>> BEGIN Data rows
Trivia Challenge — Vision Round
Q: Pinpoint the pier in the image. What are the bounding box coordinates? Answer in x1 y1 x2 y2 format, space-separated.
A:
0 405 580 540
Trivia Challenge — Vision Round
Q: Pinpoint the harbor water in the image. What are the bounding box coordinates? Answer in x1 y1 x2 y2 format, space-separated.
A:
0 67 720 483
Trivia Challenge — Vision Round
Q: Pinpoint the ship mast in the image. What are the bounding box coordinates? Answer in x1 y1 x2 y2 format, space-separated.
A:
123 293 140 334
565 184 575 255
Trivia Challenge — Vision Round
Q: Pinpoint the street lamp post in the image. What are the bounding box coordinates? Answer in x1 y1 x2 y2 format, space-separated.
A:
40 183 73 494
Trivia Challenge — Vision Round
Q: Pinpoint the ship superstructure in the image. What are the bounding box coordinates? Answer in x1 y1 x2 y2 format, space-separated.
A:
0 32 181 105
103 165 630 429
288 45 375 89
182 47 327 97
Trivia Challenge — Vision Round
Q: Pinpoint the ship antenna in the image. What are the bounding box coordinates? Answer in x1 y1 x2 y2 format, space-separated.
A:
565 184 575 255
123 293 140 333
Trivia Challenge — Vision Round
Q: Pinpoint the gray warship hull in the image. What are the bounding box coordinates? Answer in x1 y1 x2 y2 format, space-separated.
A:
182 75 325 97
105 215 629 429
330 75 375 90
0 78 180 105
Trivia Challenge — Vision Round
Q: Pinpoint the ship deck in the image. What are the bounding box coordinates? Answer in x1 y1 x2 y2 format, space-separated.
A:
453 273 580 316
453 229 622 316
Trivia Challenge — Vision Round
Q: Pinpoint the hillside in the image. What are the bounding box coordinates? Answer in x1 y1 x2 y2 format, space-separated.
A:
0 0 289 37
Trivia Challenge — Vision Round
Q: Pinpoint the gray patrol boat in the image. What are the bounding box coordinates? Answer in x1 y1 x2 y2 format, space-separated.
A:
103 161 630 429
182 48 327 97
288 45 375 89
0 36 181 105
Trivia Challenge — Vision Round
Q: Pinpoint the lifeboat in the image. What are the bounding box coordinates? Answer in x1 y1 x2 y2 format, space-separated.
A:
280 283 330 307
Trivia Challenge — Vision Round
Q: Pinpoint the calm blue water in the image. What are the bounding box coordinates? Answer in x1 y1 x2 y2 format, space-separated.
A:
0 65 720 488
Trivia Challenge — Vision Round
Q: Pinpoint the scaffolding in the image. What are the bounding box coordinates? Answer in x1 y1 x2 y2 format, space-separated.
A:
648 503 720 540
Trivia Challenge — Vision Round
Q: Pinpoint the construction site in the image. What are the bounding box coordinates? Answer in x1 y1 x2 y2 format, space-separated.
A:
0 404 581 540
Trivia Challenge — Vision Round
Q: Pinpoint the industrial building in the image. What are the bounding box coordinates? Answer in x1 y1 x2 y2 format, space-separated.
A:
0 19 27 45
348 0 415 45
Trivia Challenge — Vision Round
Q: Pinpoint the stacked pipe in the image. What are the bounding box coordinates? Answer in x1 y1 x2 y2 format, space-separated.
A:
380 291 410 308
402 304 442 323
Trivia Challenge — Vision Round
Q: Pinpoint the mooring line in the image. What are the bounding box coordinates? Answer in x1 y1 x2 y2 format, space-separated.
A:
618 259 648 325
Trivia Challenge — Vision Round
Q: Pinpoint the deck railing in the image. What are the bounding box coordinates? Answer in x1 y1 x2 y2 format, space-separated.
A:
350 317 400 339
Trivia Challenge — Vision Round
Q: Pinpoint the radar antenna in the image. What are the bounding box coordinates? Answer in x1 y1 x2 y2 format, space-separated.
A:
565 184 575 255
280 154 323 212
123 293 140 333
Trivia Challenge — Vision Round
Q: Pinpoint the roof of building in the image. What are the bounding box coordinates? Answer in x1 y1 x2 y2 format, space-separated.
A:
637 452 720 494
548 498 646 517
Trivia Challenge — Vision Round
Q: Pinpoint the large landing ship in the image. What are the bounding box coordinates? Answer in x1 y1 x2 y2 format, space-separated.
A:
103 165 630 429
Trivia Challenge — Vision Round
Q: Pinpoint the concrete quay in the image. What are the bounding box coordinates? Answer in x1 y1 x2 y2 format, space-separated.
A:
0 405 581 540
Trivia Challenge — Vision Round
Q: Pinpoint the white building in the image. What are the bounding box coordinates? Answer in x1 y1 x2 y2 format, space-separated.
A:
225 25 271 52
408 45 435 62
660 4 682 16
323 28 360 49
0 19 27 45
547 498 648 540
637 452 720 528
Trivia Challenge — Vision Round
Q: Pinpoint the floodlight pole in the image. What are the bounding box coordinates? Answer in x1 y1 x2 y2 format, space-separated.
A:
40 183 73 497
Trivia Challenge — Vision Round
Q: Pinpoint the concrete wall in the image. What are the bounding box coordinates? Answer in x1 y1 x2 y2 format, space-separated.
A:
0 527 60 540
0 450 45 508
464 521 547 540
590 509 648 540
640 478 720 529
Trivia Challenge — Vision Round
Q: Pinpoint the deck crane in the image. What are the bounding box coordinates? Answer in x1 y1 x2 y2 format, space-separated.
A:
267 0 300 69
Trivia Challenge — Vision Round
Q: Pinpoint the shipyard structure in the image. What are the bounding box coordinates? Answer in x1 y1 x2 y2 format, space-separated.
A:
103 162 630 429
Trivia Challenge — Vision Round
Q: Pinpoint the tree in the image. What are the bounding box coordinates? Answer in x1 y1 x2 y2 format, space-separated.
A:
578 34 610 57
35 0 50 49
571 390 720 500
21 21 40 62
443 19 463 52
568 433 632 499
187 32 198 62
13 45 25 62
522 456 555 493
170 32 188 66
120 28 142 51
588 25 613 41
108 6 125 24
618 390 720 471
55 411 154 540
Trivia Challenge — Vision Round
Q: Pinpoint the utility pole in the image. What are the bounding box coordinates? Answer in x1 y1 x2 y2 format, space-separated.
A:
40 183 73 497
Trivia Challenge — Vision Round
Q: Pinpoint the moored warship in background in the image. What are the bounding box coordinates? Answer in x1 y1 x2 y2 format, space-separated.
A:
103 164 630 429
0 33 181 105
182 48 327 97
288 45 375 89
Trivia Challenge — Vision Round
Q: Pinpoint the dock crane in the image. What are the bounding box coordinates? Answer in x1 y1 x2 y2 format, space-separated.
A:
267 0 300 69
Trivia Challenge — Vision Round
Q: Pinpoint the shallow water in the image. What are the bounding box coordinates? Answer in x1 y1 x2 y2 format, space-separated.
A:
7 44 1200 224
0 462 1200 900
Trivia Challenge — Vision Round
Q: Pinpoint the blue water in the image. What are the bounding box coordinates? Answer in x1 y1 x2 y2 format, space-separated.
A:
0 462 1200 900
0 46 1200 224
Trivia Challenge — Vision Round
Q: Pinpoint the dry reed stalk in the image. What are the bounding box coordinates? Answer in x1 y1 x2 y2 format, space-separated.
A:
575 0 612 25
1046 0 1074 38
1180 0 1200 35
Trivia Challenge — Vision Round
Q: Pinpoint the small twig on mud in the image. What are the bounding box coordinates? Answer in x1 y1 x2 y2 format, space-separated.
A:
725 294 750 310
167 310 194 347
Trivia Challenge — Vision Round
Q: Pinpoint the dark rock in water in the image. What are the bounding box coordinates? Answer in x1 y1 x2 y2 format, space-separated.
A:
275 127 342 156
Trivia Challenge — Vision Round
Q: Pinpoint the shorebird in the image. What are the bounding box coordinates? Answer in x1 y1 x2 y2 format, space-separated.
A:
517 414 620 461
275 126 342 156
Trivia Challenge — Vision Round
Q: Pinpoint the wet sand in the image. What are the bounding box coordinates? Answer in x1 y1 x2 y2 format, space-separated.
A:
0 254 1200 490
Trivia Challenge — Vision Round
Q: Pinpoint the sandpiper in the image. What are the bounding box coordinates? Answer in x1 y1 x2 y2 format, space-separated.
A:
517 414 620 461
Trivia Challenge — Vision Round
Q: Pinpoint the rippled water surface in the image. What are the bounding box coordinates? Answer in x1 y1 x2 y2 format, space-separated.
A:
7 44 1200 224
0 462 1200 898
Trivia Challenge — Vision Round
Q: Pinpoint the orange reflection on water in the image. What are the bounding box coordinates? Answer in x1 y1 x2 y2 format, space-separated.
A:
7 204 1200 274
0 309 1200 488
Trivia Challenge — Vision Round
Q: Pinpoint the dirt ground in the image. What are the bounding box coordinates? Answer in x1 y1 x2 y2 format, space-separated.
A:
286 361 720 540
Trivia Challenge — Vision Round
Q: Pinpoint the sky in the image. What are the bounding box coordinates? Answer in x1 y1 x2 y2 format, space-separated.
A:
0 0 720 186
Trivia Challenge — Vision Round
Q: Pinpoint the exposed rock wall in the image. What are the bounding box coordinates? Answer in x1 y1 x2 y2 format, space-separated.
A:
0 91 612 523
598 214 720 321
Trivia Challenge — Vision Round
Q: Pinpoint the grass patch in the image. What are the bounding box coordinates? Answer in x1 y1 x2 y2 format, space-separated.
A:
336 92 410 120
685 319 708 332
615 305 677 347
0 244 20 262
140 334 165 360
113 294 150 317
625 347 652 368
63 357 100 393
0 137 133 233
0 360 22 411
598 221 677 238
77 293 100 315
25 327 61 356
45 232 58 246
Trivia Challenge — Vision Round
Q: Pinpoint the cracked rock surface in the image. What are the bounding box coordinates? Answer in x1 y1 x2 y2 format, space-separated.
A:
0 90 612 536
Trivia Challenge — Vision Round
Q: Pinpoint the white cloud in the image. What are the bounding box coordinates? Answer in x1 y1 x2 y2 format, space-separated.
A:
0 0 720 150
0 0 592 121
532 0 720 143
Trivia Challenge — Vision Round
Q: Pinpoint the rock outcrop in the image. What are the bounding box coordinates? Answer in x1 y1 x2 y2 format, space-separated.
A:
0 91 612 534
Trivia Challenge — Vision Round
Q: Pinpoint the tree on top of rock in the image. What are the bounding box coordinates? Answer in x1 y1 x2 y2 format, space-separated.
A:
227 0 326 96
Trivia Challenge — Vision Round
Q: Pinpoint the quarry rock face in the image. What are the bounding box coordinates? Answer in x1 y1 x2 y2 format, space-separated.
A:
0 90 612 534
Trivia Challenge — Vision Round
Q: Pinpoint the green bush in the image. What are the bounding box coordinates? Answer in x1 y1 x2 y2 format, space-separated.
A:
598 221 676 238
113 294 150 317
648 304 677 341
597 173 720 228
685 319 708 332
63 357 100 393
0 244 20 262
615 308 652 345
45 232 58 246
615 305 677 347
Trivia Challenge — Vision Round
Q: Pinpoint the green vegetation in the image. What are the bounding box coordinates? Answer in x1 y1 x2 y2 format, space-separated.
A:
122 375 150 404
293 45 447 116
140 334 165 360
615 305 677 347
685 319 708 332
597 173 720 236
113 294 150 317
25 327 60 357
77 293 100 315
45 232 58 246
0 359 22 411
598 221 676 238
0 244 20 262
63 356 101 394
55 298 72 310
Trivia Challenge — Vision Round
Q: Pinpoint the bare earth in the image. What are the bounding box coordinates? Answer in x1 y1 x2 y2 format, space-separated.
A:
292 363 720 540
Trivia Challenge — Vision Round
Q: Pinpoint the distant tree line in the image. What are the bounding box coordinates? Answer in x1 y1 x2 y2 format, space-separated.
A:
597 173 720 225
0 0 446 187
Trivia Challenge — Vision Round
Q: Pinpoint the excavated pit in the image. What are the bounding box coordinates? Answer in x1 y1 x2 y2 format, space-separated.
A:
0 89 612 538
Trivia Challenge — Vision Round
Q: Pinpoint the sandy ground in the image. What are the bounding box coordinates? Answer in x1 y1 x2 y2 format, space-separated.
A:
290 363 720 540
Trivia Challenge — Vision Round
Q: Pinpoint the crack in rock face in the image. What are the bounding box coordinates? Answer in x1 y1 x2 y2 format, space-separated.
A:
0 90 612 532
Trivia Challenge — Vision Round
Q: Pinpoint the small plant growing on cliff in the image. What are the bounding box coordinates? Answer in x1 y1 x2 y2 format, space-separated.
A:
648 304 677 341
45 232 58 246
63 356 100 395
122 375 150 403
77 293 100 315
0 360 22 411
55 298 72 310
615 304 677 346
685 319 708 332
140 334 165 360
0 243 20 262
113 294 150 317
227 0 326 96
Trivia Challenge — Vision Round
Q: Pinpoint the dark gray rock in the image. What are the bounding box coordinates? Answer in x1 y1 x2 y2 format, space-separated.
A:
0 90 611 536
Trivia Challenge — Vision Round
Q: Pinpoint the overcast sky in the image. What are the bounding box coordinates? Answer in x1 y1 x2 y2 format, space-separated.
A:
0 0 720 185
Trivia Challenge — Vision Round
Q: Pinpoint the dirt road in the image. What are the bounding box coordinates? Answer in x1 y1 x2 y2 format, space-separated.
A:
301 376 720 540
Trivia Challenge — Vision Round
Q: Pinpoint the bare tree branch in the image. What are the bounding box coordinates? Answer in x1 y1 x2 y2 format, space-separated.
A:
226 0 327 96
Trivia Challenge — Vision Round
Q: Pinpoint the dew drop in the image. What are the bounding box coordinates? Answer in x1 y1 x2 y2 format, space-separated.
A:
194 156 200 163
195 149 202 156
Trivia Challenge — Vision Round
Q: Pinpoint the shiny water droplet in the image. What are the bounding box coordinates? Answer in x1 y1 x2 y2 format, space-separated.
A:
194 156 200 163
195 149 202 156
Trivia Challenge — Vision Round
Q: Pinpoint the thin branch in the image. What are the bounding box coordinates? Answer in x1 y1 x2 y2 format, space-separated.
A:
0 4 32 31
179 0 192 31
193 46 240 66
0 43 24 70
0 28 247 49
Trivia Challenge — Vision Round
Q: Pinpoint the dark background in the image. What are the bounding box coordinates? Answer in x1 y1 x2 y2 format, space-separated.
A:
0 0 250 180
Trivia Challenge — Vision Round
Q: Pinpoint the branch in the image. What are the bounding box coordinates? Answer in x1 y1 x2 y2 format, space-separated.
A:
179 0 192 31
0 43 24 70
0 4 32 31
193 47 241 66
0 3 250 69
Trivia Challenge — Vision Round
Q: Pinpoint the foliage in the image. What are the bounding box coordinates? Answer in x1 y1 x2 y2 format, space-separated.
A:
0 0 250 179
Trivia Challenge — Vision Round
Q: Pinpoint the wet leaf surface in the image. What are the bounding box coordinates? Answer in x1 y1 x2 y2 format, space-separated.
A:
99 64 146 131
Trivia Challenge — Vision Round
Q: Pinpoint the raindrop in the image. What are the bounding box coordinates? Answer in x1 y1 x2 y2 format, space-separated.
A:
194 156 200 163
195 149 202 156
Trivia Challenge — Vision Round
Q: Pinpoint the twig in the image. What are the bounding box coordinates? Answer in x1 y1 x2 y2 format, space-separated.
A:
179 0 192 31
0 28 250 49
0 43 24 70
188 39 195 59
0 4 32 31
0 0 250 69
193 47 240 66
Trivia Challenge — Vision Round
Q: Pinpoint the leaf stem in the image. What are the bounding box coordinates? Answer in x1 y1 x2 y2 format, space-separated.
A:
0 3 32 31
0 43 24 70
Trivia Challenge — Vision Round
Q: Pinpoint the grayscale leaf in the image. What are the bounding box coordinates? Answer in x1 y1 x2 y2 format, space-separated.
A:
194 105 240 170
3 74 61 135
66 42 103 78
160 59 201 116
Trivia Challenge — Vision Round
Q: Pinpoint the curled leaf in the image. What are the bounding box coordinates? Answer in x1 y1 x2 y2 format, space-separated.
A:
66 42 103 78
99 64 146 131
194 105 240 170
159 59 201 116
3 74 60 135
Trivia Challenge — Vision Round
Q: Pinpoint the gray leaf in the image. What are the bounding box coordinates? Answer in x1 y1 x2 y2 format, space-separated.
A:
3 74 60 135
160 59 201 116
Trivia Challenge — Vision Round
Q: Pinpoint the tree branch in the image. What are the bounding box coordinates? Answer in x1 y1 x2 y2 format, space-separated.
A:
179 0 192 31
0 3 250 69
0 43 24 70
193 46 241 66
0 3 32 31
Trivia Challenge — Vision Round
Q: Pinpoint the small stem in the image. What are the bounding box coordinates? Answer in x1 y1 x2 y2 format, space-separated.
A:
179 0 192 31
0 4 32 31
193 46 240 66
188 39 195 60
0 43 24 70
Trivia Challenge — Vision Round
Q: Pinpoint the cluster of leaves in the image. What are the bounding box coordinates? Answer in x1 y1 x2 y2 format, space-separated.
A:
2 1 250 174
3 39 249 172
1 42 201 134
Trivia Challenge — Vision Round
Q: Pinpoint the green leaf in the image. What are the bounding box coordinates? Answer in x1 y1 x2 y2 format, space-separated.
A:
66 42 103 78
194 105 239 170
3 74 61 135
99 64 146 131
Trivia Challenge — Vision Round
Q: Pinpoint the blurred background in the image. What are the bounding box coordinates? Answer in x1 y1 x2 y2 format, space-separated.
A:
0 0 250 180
>> END Data rows
**Set problem**
Locate every line in the records above that contains the word "wall" and copy each of those lines.

**Response to the task**
Q: Pinpoint the concrete wall in the image. What are the bounding box coordinates? Answer in x1 y1 x2 y2 format, space-separated.
Q: Pinpoint the exposed rock wall in the image. What are the bounding box coordinates? Answer in x1 y1 x2 y2 format, space-separated.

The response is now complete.